## GIVEN EXERCISE:
Put every line of the records below into a JSON list of strings, one string per line, and leave out any blank lines.

Object detection data:
========================================================================

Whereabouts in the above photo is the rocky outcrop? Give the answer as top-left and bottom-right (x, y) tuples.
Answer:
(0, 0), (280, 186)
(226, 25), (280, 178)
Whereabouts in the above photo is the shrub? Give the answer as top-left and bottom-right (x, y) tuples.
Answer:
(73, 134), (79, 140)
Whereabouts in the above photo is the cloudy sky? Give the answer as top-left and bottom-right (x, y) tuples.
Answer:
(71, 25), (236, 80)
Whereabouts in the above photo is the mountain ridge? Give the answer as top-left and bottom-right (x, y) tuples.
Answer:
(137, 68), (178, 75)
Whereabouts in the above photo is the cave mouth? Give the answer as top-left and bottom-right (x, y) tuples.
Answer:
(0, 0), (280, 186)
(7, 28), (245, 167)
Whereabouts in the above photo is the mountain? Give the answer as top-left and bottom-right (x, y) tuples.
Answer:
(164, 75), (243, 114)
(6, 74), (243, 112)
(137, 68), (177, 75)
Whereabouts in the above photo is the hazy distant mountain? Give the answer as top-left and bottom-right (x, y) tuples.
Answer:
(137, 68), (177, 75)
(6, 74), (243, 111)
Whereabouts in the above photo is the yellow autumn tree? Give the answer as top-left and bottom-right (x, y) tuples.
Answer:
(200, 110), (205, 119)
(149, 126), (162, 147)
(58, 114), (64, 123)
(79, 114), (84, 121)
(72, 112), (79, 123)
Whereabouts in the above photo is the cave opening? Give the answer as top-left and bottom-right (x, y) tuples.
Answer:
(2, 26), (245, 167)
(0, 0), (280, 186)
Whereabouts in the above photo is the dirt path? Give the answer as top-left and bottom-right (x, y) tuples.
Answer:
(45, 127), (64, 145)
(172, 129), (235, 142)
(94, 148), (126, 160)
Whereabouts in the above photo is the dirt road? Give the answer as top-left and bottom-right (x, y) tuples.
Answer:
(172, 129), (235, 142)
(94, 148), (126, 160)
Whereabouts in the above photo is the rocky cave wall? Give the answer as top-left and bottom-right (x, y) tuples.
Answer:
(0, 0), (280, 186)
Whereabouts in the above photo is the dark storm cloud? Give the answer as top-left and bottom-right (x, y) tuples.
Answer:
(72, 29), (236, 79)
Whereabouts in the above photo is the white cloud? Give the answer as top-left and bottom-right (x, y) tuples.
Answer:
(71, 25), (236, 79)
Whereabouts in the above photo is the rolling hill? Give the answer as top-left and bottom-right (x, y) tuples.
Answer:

========================================================================

## SOLVED EXERCISE:
[
  "Whereabouts in the above photo is the rocky outcrop? Give the answer as top-left and bottom-right (x, y) tuples.",
  "Answer:",
  "(0, 0), (280, 186)",
  "(226, 25), (280, 178)",
  "Whereabouts in the above photo is the shrub? Give the answer as top-left and bottom-right (x, y) tuples.",
  "Answer:",
  "(73, 134), (79, 140)",
  "Whereabouts in the above photo is the cloudy sky? Give the answer as top-left and bottom-right (x, y) tuples.",
  "Answer:",
  "(71, 25), (236, 80)",
  "Whereabouts in the above photo is the mountain ridge? Give the answer as top-left and bottom-right (x, y) tuples.",
  "Answer:",
  "(137, 68), (178, 75)",
  "Whereabouts in the above photo is the cave mouth? Give the answer as top-left and bottom-right (x, y) tuples.",
  "Answer:",
  "(0, 0), (280, 186)",
  "(7, 28), (245, 167)",
  "Whereabouts in the above photo is the mountain? Give the answer as top-left and bottom-right (x, y) tuples.",
  "Answer:",
  "(164, 75), (243, 114)",
  "(6, 74), (243, 112)",
  "(137, 68), (177, 75)",
  "Whereabouts in the above photo is the hazy distant mountain? Give the answer as top-left and bottom-right (x, y) tuples.",
  "Answer:",
  "(137, 68), (177, 75)",
  "(6, 74), (243, 111)",
  "Whereabouts in the above photo is the yellow autumn tree? Give the answer as top-left and bottom-right (x, y) tuples.",
  "Answer:",
  "(200, 110), (205, 119)",
  "(149, 126), (162, 147)",
  "(58, 114), (64, 123)",
  "(79, 114), (84, 121)",
  "(72, 112), (79, 123)",
  "Whereabouts in the above photo is the cave opening? Give the answer as top-left and bottom-right (x, y) tuples.",
  "Answer:",
  "(2, 26), (245, 167)",
  "(0, 0), (280, 186)",
  "Whereabouts in the above photo is the dirt path? Give the answer as top-left and bottom-right (x, y) tuples.",
  "Answer:",
  "(45, 127), (64, 145)",
  "(172, 129), (235, 142)",
  "(94, 148), (126, 160)",
  "Whereabouts in the above photo is the dirt road? Give the answer as top-left and bottom-right (x, y) tuples.",
  "Answer:",
  "(172, 129), (235, 142)",
  "(94, 148), (126, 160)",
  "Whereabouts in the above photo is the rocky cave wall? Give the answer as top-left and bottom-right (x, y) tuples.",
  "Answer:",
  "(0, 0), (280, 186)",
  "Whereabouts in the above photo is the dark storm cloud? Give the answer as top-left and bottom-right (x, y) tuples.",
  "Answer:",
  "(72, 29), (236, 79)",
  "Whereabouts in the above photo is the white cloud? Give the answer as top-left and bottom-right (x, y) tuples.",
  "Answer:",
  "(71, 25), (236, 79)",
  "Whereabouts in the above photo is the rolling hill? Give the answer as top-left and bottom-right (x, y) tuples.",
  "Answer:"
]